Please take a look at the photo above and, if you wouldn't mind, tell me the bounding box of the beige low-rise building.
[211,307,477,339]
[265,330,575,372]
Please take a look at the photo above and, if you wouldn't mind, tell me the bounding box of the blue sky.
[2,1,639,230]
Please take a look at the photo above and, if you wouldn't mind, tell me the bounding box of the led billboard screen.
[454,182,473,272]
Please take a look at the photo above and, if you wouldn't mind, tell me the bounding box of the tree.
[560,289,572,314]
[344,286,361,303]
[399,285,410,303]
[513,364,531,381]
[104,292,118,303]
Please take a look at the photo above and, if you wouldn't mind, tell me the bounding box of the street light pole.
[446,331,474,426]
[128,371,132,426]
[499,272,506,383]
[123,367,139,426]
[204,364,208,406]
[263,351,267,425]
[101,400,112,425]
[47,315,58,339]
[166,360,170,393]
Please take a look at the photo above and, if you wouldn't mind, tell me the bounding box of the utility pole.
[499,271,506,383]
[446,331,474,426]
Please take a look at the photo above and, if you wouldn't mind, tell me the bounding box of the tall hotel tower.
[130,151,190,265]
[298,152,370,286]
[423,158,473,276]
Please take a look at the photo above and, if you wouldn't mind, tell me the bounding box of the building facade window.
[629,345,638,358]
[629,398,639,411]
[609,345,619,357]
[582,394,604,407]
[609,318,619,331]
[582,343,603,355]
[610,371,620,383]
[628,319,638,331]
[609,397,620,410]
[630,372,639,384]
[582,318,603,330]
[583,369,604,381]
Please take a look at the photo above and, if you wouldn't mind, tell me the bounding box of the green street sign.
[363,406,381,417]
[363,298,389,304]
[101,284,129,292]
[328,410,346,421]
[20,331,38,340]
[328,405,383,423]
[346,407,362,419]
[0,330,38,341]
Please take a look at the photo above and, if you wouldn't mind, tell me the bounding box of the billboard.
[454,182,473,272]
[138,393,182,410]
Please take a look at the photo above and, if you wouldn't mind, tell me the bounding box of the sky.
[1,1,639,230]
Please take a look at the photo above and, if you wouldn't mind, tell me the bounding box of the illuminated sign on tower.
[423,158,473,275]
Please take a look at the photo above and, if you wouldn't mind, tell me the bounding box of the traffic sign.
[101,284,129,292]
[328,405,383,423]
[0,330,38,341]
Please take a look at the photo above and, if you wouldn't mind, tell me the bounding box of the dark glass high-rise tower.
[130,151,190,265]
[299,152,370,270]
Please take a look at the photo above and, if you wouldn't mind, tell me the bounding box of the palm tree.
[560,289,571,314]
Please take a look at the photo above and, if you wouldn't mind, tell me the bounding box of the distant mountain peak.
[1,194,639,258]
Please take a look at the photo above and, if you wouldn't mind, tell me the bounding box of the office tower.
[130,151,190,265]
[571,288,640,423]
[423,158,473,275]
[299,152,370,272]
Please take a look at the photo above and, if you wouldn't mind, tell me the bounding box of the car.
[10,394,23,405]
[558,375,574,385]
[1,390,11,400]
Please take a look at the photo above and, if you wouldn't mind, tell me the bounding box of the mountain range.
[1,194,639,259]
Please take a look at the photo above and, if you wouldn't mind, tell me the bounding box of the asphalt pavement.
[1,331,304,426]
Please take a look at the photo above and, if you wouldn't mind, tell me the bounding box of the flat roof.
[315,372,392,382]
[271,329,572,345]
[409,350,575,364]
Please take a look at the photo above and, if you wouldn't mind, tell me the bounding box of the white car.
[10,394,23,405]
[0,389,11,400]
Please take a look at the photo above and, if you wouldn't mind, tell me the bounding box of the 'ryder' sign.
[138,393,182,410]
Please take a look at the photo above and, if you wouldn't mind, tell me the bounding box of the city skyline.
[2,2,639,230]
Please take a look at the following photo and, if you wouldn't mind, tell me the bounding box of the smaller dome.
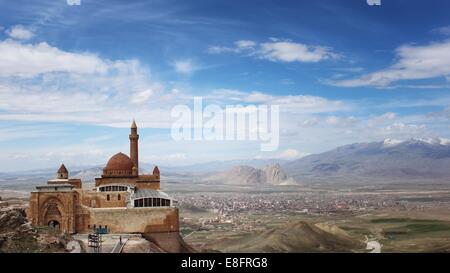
[104,153,134,171]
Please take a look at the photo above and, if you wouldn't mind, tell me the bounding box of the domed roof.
[104,152,134,171]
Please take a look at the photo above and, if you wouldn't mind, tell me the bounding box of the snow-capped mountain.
[284,138,450,183]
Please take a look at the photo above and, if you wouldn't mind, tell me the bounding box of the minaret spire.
[129,119,139,175]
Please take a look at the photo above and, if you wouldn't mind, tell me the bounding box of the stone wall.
[86,207,179,233]
[79,190,128,208]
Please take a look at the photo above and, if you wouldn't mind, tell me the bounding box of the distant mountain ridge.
[283,138,450,183]
[3,138,450,187]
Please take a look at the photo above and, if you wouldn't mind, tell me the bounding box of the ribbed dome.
[104,153,134,171]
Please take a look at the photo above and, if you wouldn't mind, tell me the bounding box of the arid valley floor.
[174,185,450,253]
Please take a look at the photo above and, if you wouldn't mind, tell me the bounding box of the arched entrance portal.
[48,220,60,230]
[42,198,64,231]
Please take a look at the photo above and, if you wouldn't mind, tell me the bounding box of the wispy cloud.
[205,89,351,114]
[208,39,340,63]
[172,59,196,75]
[329,39,450,87]
[5,25,34,40]
[432,26,450,36]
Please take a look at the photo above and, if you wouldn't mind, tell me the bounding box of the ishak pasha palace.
[27,120,186,251]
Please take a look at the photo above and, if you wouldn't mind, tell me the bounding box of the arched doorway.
[48,220,60,230]
[42,198,63,231]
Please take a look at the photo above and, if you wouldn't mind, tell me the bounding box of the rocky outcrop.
[263,164,297,185]
[202,164,297,185]
[0,207,28,233]
[0,207,67,253]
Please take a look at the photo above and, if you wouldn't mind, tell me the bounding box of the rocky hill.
[201,164,297,185]
[215,221,364,253]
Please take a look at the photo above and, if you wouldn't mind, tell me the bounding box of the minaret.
[130,119,139,175]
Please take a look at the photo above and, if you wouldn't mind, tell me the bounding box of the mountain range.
[284,138,450,184]
[2,138,450,187]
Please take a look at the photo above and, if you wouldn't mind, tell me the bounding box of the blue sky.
[1,0,450,171]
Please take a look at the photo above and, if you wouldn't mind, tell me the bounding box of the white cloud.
[5,25,34,40]
[381,123,427,136]
[208,39,339,63]
[254,148,309,161]
[5,143,110,171]
[235,40,256,50]
[0,40,109,77]
[368,112,397,126]
[173,59,196,74]
[207,40,256,54]
[0,125,68,142]
[0,39,186,128]
[277,149,309,160]
[325,116,358,127]
[330,39,450,87]
[129,88,155,105]
[259,41,339,63]
[207,90,350,114]
[432,26,450,36]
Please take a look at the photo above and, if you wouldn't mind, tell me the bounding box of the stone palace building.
[27,120,179,236]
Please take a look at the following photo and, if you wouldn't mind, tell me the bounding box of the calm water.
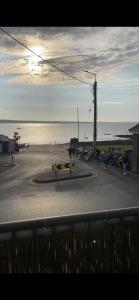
[0,122,135,145]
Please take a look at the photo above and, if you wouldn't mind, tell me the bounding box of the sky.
[0,26,139,122]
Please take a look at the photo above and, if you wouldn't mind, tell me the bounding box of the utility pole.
[77,107,79,142]
[93,75,97,152]
[82,70,97,151]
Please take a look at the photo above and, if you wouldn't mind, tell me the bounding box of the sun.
[27,46,44,72]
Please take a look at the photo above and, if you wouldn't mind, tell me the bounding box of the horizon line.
[0,119,137,123]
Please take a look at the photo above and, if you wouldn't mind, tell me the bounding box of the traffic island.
[33,169,93,184]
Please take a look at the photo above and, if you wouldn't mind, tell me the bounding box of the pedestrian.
[68,147,72,159]
[122,151,128,175]
[75,147,79,158]
[96,148,100,162]
[104,151,110,169]
[100,150,104,161]
[78,146,84,160]
[109,148,113,166]
[111,148,115,167]
[72,147,75,159]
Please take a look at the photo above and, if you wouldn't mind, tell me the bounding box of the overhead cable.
[0,27,92,87]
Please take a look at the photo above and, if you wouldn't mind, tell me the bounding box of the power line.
[100,79,139,85]
[99,84,139,88]
[98,88,139,91]
[99,81,139,88]
[2,27,139,92]
[0,27,92,87]
[99,86,139,89]
[98,90,139,93]
[98,92,139,94]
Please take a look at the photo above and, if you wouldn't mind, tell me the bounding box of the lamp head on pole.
[82,69,97,82]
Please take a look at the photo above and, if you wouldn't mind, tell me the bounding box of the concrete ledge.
[33,171,93,183]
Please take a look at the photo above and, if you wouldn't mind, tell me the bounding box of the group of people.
[94,147,129,175]
[68,145,87,160]
[68,145,129,175]
[19,143,30,149]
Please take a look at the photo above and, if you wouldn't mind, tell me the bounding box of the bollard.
[52,163,57,177]
[11,155,14,166]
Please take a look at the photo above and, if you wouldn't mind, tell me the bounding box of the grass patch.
[84,144,133,152]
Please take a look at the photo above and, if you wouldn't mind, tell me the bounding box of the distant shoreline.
[29,139,132,146]
[0,120,137,124]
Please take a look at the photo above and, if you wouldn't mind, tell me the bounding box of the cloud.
[1,27,139,85]
[0,27,106,38]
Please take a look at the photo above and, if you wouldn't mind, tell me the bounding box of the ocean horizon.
[0,120,137,123]
[0,121,136,145]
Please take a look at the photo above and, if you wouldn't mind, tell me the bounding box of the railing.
[0,207,139,235]
[0,207,139,273]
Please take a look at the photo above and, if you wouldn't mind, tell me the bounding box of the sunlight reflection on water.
[0,122,135,145]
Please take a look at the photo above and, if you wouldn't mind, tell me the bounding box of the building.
[0,134,16,154]
[0,134,9,153]
[129,123,139,173]
[8,139,16,153]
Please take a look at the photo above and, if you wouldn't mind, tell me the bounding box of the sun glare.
[27,46,44,73]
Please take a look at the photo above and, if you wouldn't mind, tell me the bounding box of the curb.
[0,164,13,168]
[0,163,20,177]
[33,172,93,184]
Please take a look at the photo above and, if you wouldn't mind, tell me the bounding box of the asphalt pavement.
[0,145,139,223]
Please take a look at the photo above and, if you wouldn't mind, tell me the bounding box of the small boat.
[17,128,21,129]
[104,133,111,135]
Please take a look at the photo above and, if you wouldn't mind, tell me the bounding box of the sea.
[0,122,136,145]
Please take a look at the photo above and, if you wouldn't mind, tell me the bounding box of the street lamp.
[82,70,97,151]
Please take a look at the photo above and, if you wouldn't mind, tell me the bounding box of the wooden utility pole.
[82,70,97,151]
[77,107,79,141]
[93,77,97,151]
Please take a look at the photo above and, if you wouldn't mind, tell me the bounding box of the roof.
[128,123,139,134]
[0,134,9,142]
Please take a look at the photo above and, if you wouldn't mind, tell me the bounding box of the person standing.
[96,148,100,162]
[122,151,128,175]
[78,146,83,160]
[104,151,110,169]
[72,147,75,159]
[68,147,72,159]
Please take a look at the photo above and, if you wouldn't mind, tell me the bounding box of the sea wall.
[80,139,132,147]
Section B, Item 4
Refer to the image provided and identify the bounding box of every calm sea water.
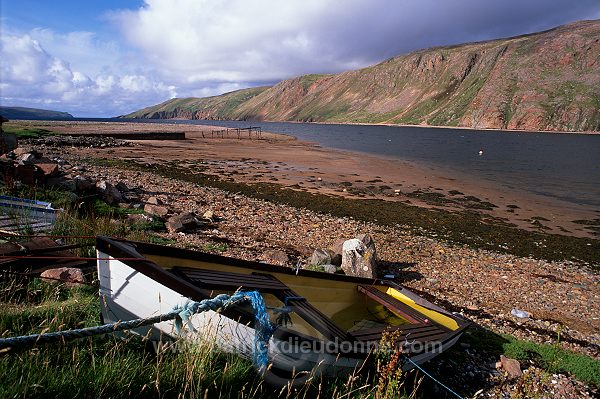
[118,119,600,208]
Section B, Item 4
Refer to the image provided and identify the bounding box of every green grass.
[298,74,326,91]
[1,125,57,139]
[0,281,263,398]
[203,243,228,253]
[463,328,600,387]
[90,200,164,233]
[0,184,79,209]
[503,337,600,386]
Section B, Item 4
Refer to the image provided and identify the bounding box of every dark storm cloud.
[304,0,600,69]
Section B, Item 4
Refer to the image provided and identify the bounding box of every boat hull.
[98,251,366,377]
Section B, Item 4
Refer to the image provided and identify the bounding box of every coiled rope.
[0,291,274,370]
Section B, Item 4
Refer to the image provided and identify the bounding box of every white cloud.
[1,0,599,116]
[27,29,122,77]
[112,0,366,83]
[0,33,176,117]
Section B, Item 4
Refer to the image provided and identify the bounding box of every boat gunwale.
[98,236,468,322]
[99,236,394,285]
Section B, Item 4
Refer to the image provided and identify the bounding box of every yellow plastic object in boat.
[386,287,460,331]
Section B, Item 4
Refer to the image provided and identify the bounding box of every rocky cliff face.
[125,20,600,132]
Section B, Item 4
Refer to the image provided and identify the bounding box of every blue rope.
[0,291,274,370]
[403,355,465,399]
[243,291,276,371]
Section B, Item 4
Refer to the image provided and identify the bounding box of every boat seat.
[171,267,354,343]
[358,285,429,324]
[171,267,289,292]
[347,319,388,332]
[351,322,449,344]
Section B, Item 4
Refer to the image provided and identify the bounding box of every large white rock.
[341,236,378,278]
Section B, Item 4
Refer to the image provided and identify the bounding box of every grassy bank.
[1,125,57,139]
[461,328,600,387]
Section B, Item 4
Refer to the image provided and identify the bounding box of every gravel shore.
[66,155,598,397]
[12,123,598,397]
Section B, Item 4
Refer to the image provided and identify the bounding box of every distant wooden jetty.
[206,126,262,139]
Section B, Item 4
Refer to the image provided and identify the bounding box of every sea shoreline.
[142,116,600,135]
[8,119,600,240]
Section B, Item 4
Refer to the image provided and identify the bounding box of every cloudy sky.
[1,0,599,117]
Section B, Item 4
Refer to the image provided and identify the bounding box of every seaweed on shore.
[89,158,600,268]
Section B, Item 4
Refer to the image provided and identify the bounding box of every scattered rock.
[34,160,59,176]
[309,248,331,266]
[46,176,76,191]
[128,213,153,223]
[115,181,129,192]
[328,238,345,266]
[322,264,337,273]
[202,210,216,222]
[74,176,94,192]
[147,196,162,205]
[144,203,169,217]
[96,180,123,205]
[40,267,86,286]
[165,212,202,233]
[19,153,36,165]
[499,355,523,379]
[24,135,130,148]
[263,249,289,265]
[12,147,28,157]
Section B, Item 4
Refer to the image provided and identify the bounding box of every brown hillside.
[126,20,600,132]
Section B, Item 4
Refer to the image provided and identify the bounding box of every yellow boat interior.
[98,237,467,347]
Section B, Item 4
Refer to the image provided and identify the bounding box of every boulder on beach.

§

> [Problem requirements]:
The line containing "yellow boat interior." and every line after it, through the end of the records above: output exactly those, and nothing else.

> [Exercise result]:
Refer to the image provided and identify the bounding box of every yellow boat interior.
[98,237,467,347]
Section B, Item 4
Refer to the image provided and identify the bounding box of every boulder on beach.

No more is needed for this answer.